- **Task directions**: Give the listing again in full, exactly as written.

- **Input material**:
════════════════
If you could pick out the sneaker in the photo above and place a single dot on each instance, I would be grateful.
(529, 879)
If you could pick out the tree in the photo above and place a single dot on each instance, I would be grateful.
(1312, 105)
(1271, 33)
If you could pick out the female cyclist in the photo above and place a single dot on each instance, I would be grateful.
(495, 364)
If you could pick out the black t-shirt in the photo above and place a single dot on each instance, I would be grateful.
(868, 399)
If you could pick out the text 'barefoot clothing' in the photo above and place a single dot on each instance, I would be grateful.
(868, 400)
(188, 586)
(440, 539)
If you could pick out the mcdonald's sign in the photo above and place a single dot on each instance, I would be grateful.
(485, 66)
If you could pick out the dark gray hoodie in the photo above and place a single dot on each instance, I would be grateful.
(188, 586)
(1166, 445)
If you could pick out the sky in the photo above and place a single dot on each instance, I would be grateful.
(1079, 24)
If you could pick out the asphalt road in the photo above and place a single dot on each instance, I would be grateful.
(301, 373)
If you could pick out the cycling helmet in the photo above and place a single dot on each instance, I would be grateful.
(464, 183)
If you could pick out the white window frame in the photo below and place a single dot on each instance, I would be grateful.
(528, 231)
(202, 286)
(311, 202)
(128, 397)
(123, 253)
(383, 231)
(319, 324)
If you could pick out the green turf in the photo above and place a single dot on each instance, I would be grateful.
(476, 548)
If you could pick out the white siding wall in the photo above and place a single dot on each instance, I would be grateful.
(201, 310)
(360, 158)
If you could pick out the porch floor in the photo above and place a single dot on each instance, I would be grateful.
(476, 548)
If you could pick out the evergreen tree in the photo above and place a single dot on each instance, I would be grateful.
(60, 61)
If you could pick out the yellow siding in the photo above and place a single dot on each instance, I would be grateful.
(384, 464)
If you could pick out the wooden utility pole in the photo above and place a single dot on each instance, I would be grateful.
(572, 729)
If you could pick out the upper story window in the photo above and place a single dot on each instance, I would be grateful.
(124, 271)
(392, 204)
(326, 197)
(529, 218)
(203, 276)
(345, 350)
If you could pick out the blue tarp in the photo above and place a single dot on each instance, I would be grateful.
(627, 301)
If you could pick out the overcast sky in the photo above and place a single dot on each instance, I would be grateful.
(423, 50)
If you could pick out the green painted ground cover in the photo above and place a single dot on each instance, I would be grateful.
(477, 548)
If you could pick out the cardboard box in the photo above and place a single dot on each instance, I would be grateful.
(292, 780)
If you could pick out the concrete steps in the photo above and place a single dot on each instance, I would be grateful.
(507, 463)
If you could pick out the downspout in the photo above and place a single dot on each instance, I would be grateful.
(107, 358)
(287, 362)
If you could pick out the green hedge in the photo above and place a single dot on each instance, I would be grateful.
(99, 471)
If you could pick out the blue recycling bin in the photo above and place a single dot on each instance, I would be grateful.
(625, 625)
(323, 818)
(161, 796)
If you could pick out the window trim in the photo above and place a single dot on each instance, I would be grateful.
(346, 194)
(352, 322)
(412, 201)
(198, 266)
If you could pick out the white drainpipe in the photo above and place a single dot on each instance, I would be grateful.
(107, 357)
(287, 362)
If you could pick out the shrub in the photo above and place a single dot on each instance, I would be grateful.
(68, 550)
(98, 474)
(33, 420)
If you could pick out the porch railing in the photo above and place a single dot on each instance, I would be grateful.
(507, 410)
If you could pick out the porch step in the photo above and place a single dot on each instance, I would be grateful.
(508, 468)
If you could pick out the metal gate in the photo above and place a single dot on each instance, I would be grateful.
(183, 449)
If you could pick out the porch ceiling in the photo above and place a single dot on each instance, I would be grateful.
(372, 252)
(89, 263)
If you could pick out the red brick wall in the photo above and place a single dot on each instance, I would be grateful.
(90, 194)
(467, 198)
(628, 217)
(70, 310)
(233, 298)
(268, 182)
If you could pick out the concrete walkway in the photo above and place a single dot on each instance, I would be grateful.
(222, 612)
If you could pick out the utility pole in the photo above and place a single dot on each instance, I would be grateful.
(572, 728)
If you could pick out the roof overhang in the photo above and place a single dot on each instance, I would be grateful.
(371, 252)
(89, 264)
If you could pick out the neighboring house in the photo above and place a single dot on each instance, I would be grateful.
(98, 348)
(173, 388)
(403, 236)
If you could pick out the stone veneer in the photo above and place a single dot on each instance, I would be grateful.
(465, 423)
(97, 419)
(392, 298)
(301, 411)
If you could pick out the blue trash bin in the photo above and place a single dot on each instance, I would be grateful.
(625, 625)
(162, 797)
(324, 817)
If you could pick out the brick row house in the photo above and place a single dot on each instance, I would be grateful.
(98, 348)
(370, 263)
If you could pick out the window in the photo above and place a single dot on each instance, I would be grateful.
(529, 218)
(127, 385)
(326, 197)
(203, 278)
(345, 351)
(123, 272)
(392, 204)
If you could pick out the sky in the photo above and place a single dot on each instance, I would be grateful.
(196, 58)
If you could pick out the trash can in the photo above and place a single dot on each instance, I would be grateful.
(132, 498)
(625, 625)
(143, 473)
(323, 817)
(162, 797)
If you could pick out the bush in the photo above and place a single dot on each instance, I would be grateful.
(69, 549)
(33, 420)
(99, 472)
════════════════
- **Response below**:
If you could pick out the sneaker in the photo above and place a single dot on each instance, I would be grateful.
(529, 879)
If you could pick out the tree in the photo above and place a single dot on each instance, I would be grateful.
(1312, 105)
(1271, 33)
If you could pick out the female cyclist in the photo above and place a single dot on each instance, I would be grateful.
(495, 364)
If you could pick out the black t-shirt in the photo above and place a single dot on each instance, I would be grateful.
(868, 399)
If you could pick out the text 'barefoot clothing' in the photo above and place a single dot on each instance, I would be grateful.
(868, 400)
(188, 586)
(440, 539)
If you could pick out the mcdonald's sign in the photo above and place a single dot on each instance, I would be grateful.
(485, 66)
If you could pick out the dark gray hoodie in the photo above and place a single dot on each instance, I would be grateful.
(188, 586)
(1166, 445)
If you could pick out the sky in the photo above and place a single dot on each instance, I would be grateful.
(1079, 24)
If you could pick out the asphalt road in the photo above and place a single dot on each instance, I would be grateful.
(301, 373)
If you could pick out the cycling helmet in the photo above and place a single dot on each instance, I would be grateful.
(464, 183)
If you could pick out the white window frame in the photo below and place a single dot on each instance, I would be grateful.
(528, 231)
(202, 286)
(311, 202)
(128, 397)
(123, 253)
(383, 231)
(319, 324)
If you could pick out the green turf in the photo above and place a single dot on each instance, I would be grateful.
(476, 548)
If you could pick out the white siding wall in the photo above and place a single dot on each instance, I would be grateful.
(201, 310)
(360, 158)
If you could pick out the porch floor in the photo above and place a single dot on each instance, I would be grateful.
(476, 548)
If you could pick out the evergreen tree in the photo above and place a single dot on each instance, I would be grateful.
(60, 61)
If you could pick out the yellow siding in the photo above and place a single dot on each instance, I would be grateful.
(384, 464)
If you could pick out the wooden utility pole in the photo above and place a single dot on each instance, I would be grateful.
(572, 729)
If you could pick out the upper story window in the photo above and place a single dot on each instance, I would be grateful.
(124, 271)
(392, 204)
(326, 197)
(529, 218)
(203, 276)
(345, 350)
If you could pick out the blue tarp in the photo above and place a single dot on each instance, I would be grateful.
(627, 301)
If you could pick out the overcast sky in the photo above and place a single dot on each instance, I would be grateful.
(423, 50)
If you could pick out the green painted ground cover in the photo above and place a single dot on each instance, I would be grateful.
(477, 548)
If you could pick out the cardboard box in the photo above and place a single dot on each instance, I would be grateful.
(292, 780)
If you could pick out the concrete steps in the photo above and place a single dot on each instance, I would be grateful.
(507, 463)
If you could pick out the downspout in the photo above and place a single dot on each instance, I would be grateful.
(107, 358)
(287, 362)
If you could pick out the green hedge in the photo above and place a single dot on each instance, I would be grateful.
(99, 471)
If you could pick out the blue recycling bin in the photo above and place a single dot on each instance, I would be grateful.
(625, 625)
(323, 818)
(161, 796)
If you could pick out the window trim in the photo above and place a single dot on each instance, I would be grateful.
(346, 194)
(352, 322)
(412, 201)
(198, 266)
If you could pick out the white drainpipe in the photo above and place a single dot on each instance, I would be grateful.
(107, 357)
(287, 362)
If you could pick out the shrub in the photo above and place a single dot on each instance, I would be grateful.
(68, 550)
(98, 474)
(33, 420)
If you could pick out the porch railing in the photo above and place a single dot on each instance, I would be grateful.
(507, 410)
If you could pick out the porch step in the photo above and place a single dot on each instance, I would be grateful.
(508, 468)
If you could pick out the metal gate in the photo above and place a single dot on each instance, I would be grateful.
(183, 449)
If you could pick out the porch ceiling in the photo above and place a single dot on each instance, I would be grateful.
(372, 252)
(89, 263)
If you could pick out the red brick wall in the photo above and place a single dot on each instance, I would be grateful.
(90, 194)
(467, 198)
(628, 217)
(70, 310)
(233, 298)
(268, 182)
If you could pick out the concrete walkway in the photo above and place a single dot on each instance, I would be grateful.
(222, 612)
If you could pick out the utility pole in the photo above and place a single dot on each instance, I would be grateful.
(572, 728)
If you could pick out the roof overhang in the photo above and place a single dot on each instance, I would be grateful.
(371, 252)
(89, 264)
If you could pick out the neighboring house in the photo above and place a single dot on each instance, I would be grateful.
(98, 348)
(173, 388)
(403, 236)
If you could pick out the stone veneer in the photo above and place a single dot on each instance, I would be grateful.
(465, 423)
(97, 419)
(392, 298)
(301, 411)
If you could pick out the blue trash bin in the photo above and place a single dot on each instance, I would be grateful.
(625, 625)
(162, 797)
(324, 817)
If you could pick out the brick row house in the photo above and place a single dot on each instance, I would be grateful.
(98, 348)
(370, 263)
If you could pick out the window in the photo above and place a single dot on each instance, I would be grateful.
(529, 218)
(127, 385)
(326, 197)
(203, 278)
(345, 351)
(123, 272)
(392, 204)
If you could pick out the sky in the photo above and place a single dot on each instance, I would be grateful.
(196, 58)
If you could pick out the trash can in the photo above and place a single dot on each instance, I would be grateful.
(132, 498)
(625, 625)
(143, 473)
(323, 817)
(162, 797)
If you could pick out the bush in the photo above and place a single dot on each instance, I would be grateful.
(69, 549)
(33, 420)
(99, 472)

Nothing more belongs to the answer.